Add throttling metrics and retries to vertex embeddings (apache#33311)

* Add throttling metrics and retries to vertex embeddings * Format + run postcommits * fix + lint
linkedin · Dec 6, 2024 · d138b75 · d138b75
1 parent 0bf6f69
commit d138b75
Show file tree

Hide file tree

Showing 2 changed files with 101 additions and 4 deletions.
diff --git a/.github/trigger_files/beam_PostCommit_Python.json b/.github/trigger_files/beam_PostCommit_Python.json
@@ -1,5 +1,5 @@
 {
   "comment": "Modify this file in a trivial way to cause this test suite to run.",
-  "modification": 6
+  "modification": 7
 }
 
diff --git a/sdks/python/apache_beam/ml/transforms/embeddings/vertex_ai.py b/sdks/python/apache_beam/ml/transforms/embeddings/vertex_ai.py
@@ -19,20 +19,27 @@
 # Follow https://cloud.google.com/vertex-ai/docs/python-sdk/use-vertex-ai-python-sdk # pylint: disable=line-too-long
 # to install Vertex AI Python SDK.
 
+import logging
+import time
 from collections.abc import Iterable
 from collections.abc import Sequence
 from typing import Any
 from typing import Optional
 
+from google.api_core.exceptions import ServerError
+from google.api_core.exceptions import TooManyRequests
 from google.auth.credentials import Credentials
 
 import apache_beam as beam
 import vertexai
+from apache_beam.io.components.adaptive_throttler import AdaptiveThrottler
+from apache_beam.metrics.metric import Metrics
 from apache_beam.ml.inference.base import ModelHandler
 from apache_beam.ml.inference.base import RunInference
 from apache_beam.ml.transforms.base import EmbeddingsManager
 from apache_beam.ml.transforms.base import _ImageEmbeddingHandler
 from apache_beam.ml.transforms.base import _TextEmbeddingHandler
+from apache_beam.utils import retry
 from vertexai.language_models import TextEmbeddingInput
 from vertexai.language_models import TextEmbeddingModel
 from vertexai.vision_models import Image
@@ -51,6 +58,26 @@
     "CLUSTERING"
 ]
 _BATCH_SIZE = 5  # Vertex AI limits requests to 5 at a time.
+_MSEC_TO_SEC = 1000
+
+LOGGER = logging.getLogger("VertexAIEmbeddings")
+
+
+def _retry_on_appropriate_gcp_error(exception):
+  """
+  Retry filter that returns True if a returned HTTP error code is 5xx or 429.
+  This is used to retry remote requests that fail, most notably 429
+  (TooManyRequests.)
+
+  Args:
+    exception: the returned exception encountered during the request/response
+      loop.
+
+  Returns:
+    boolean indication whether or not the exception is a Server Error (5xx) or
+      a TooManyRequests (429) error.
+  """
+  return isinstance(exception, (TooManyRequests, ServerError))

● ● ●

PROBLEM SET:
A. According to the commit diff, which HTTP error codes make the retry filter return True?
B. Return each line of the listing that contains the word "wooden".

● ● ●

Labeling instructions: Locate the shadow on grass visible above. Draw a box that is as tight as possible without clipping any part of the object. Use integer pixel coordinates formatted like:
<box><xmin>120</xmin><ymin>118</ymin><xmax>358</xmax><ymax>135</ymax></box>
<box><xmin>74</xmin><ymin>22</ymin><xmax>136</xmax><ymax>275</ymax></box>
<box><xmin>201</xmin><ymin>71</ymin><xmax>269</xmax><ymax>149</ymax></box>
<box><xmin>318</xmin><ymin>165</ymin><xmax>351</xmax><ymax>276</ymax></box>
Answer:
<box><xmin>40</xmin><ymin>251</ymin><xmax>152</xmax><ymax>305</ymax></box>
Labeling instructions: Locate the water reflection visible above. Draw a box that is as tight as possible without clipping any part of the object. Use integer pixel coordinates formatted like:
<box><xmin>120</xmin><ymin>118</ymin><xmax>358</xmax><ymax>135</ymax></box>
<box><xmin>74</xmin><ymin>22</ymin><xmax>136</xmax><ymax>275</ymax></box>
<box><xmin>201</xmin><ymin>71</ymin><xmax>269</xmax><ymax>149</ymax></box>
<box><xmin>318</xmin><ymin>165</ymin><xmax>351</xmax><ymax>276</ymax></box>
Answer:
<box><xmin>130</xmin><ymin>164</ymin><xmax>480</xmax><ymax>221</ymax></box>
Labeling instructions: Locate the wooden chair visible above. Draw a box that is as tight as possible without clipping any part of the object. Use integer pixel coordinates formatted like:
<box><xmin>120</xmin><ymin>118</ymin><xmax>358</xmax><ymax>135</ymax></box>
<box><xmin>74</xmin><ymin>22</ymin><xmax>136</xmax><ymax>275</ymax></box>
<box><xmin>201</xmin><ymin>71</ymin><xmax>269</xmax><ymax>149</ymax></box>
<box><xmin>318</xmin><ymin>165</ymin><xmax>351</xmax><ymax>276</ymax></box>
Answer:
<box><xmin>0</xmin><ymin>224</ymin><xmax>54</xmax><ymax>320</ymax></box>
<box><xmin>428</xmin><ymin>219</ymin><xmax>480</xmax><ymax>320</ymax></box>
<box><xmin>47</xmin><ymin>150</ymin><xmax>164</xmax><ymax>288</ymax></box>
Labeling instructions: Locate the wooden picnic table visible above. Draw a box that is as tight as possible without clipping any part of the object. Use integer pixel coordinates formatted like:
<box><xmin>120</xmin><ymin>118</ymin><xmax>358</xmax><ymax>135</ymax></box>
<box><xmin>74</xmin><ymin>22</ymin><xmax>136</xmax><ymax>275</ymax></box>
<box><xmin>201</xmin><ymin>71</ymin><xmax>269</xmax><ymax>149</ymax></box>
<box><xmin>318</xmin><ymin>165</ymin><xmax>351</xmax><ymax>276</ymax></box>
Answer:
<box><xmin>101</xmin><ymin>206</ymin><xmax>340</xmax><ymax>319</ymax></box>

● ● ●

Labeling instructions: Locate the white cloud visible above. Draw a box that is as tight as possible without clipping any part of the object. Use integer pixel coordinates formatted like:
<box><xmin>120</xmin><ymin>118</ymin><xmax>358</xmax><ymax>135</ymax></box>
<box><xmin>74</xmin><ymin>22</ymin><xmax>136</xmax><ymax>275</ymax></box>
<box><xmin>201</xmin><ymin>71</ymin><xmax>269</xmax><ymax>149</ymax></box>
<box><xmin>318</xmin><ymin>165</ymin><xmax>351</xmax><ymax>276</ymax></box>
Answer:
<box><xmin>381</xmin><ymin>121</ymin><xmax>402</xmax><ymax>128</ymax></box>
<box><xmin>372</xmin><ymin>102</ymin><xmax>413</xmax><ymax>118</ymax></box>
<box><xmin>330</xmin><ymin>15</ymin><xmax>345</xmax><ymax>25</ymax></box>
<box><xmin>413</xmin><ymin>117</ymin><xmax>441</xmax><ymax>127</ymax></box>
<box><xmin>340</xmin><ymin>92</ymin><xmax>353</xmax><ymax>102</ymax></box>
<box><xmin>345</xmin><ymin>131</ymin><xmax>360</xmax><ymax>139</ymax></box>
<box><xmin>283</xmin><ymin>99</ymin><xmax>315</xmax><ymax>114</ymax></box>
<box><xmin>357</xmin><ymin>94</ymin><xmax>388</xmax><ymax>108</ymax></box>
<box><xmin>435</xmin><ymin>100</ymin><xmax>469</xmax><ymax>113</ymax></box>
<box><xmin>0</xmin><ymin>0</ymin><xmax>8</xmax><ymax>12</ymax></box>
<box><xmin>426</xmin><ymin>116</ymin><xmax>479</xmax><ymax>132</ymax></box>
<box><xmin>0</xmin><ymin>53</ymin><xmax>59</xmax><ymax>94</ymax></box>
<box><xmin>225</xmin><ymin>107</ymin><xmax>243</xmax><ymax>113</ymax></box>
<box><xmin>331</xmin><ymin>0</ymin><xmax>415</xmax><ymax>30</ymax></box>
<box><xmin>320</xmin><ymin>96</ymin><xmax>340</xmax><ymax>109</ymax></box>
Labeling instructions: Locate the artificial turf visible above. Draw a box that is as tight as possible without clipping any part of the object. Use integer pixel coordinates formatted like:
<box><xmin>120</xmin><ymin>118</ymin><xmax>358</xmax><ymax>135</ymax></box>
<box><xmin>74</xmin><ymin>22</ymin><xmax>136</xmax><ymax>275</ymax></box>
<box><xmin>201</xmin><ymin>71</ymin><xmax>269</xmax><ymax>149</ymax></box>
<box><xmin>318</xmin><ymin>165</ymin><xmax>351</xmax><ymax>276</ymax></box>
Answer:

● ● ●

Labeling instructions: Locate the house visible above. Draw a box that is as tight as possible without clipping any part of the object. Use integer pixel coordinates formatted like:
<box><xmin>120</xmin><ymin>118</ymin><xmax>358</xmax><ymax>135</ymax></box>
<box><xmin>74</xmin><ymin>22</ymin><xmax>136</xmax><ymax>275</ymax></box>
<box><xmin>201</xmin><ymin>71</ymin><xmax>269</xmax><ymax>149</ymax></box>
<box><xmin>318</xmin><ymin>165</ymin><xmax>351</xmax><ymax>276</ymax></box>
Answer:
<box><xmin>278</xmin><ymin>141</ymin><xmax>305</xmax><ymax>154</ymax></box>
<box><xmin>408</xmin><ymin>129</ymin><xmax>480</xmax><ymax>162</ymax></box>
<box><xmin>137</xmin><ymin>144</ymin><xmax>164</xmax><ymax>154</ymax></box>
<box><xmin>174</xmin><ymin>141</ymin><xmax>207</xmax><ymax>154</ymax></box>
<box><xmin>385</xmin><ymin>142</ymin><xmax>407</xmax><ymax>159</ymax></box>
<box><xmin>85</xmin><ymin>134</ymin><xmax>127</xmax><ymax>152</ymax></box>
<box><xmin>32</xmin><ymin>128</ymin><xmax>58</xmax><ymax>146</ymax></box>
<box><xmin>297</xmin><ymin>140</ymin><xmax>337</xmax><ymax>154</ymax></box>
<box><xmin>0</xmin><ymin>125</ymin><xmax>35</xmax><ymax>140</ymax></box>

● ● ●

SOLUTIONS TO THE PROBLEMS:
A. 5xx server errors and 429 (TooManyRequests) errors.

B.
Labeling instructions: Locate the wooden chair visible above. Draw a box that is as tight as possible without clipping any part of the object. Use integer pixel coordinates formatted like:
Labeling instructions: Locate the wooden picnic table visible above. Draw a box that is as tight as possible without clipping any part of the object. Use integer pixel coordinates formatted like:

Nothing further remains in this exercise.